→ **TEXT EXTRACT**:
━━━━━━━━━━━━━━━━━━━━━━━━━━━━━━

But at least it was pleasant to know that the position after the queen exchange is actually considerably better for White. Otherwise I might not even have gone for it - I would think this position is just very drawish… But it was to some extent bittersweet, because you know that you’ve gotten such an advantage from the opening and there’s so much work left to be done. It’s still going to be damn hard work winning the game…
Magnus got there in the end, and took a half-point lead into the final game against Giri. That encounter was a strange one for both players, with Magnus admitting he got “a bit lazy” and also miscalculated near the end. When Giri played 28.Qc6! Carlsen had only been expecting 28.Qd5, when Black is significantly better.
Overall assessment of the tournament?
I’m very happy with my performance. Apart from the game against Rapport I don’t think I made any outright blunders, and even that one turned out to be a very good move, so yeah, it was definitely a good performance, and it’s nice to have a tournament where you have no particular regrets - just very satisfied. Obviously I can still do better, but it’s such a step up from what I’ve been doing recently and I’ve felt like the process was good. As long as the process is good and the result is good I must be happy. It’s still early to say in terms of regaining my former strength or whatever. It was one tournament, so it’s hard to say!
On the World Rapid and Blitz in St. Petersburg
I wouldn’t say I almost won the rapid - I was in contention for one round out of 15! Obviously the narrative was good: starting so poorly, finishing out the rapid well and then having a very good result at blitz was good… It’s still bothers me. I feel like the triple crown is there for the taking, and I’m just not ready. At the start I feel ready, but clearly I’m not. It feels like a wasted chance, but in the end with one title I cannot be unhappy and being undefeated in blitz was lovely. Once again, serious room for improvement there!

━━━━━━━━━━━━━━━━━━━━━━━━━━━━━━

→ **SOURCE MATERIAL**:

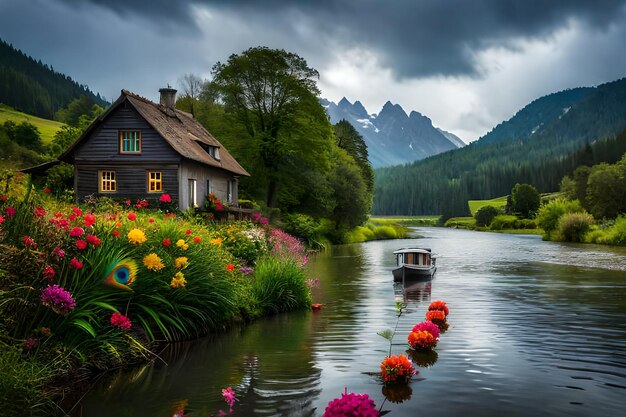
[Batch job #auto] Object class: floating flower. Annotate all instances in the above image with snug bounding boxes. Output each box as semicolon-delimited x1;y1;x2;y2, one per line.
143;253;165;271
411;321;440;339
41;284;76;314
85;213;96;227
86;235;102;248
4;206;17;219
43;265;56;281
408;330;437;350
170;271;187;288
174;256;188;269
380;355;417;383
128;229;148;245
323;388;379;417
428;300;449;317
110;312;133;330
70;258;83;269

━━━━━━━━━━━━━━━━━━━━━━━━━━━━━━

→ **TASK SET**:
(a) Lay out the bounding-box listing as a Markdown table with the columns Row and Line, numbering each line and skipping blank lines. Leave the pictures out.
(b) Proceed with the chess interview from the point where it stops.

→ **ANSWER LIST**:
(a)
| Row | Line |
|---|---|
| 1 | [Batch job #auto] Object class: floating flower. Annotate all instances in the above image with snug bounding boxes. Output each box as semicolon-delimited x1;y1;x2;y2, one per line. |
| 2 | 143;253;165;271 |
| 3 | 411;321;440;339 |
| 4 | 41;284;76;314 |
| 5 | 85;213;96;227 |
| 6 | 86;235;102;248 |
| 7 | 4;206;17;219 |
| 8 | 43;265;56;281 |
| 9 | 408;330;437;350 |
| 10 | 170;271;187;288 |
| 11 | 174;256;188;269 |
| 12 | 380;355;417;383 |
| 13 | 128;229;148;245 |
| 14 | 323;388;379;417 |
| 15 | 428;300;449;317 |
| 16 | 110;312;133;330 |
| 17 | 70;258;83;269 |

(b)
On the current balance of power in world chess
I think it’s me, Fabi, everybody else. He didn’t play here, so I would still kind of put him in the same group as myself. I didn’t think Ding did poorly at all in Wijk aan Zee, but winning two games is just not going to cut it! But it has to be said he faced some stern defence, and he didn’t get anything for free, so to say, but yeah, clearly it’s a case of one or two players now above the rest… I don’t know what was wrong with Shak, or I don’t want to speculate, but clearly that was far from his finest hour.
What’s next for Magnus?
I’m going to play GRENKE, and then probably something before that, but that isn’t completely clarified yet. I would love to play. I felt like I had a lot of energy right at the end of the tournament and just wanted to keep going, so it’s a bit of a shame to have a break now, but it seems that is the way it must be, but I would really love to play something before late April – very open to suggestions!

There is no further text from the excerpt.